---------- Record list
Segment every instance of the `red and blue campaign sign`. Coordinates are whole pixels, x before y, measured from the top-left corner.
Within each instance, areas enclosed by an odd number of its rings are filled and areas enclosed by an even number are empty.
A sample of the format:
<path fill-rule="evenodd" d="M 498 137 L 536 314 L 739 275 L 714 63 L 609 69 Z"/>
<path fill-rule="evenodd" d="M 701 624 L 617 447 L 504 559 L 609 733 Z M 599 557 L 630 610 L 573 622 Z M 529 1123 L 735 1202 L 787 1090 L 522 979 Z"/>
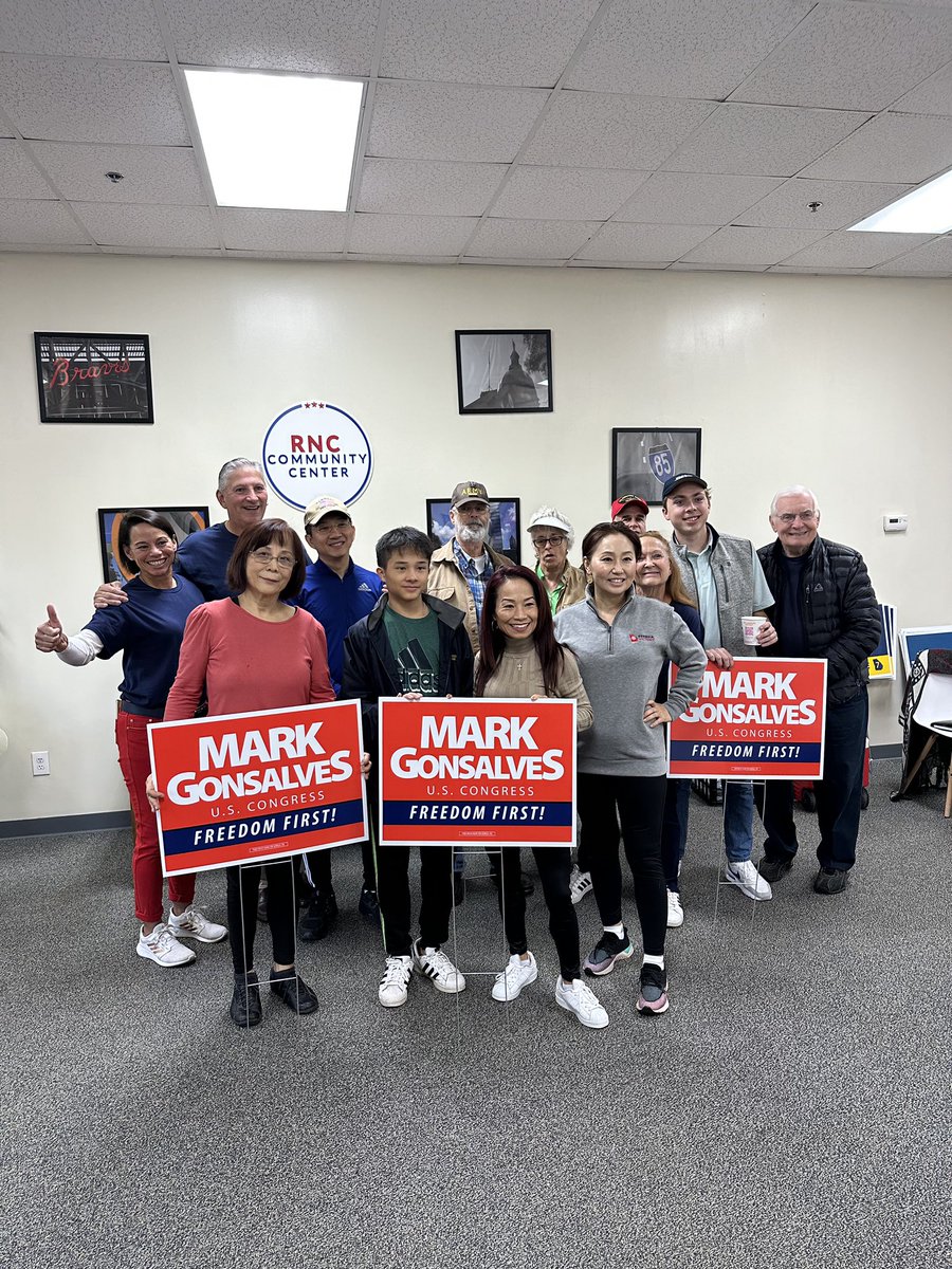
--------------------
_Goal of the exercise_:
Quote the data above word for word, leaving out the picture.

_Output below_:
Segment every instance of the `red and blue campaign sign`. Coordinates are whole pixels, x before y, measured from the top-left corner.
Within each instance, areas enclosed by an odd number of its rings are filled and areas enclosed by an even number are empty.
A sample of the format:
<path fill-rule="evenodd" d="M 498 137 L 536 314 L 739 275 L 714 63 L 609 69 Z"/>
<path fill-rule="evenodd" d="M 701 624 L 617 447 L 504 559 L 609 733 Z M 599 557 L 630 610 L 573 622 Z M 529 1123 L 735 1202 L 787 1090 L 522 979 Z"/>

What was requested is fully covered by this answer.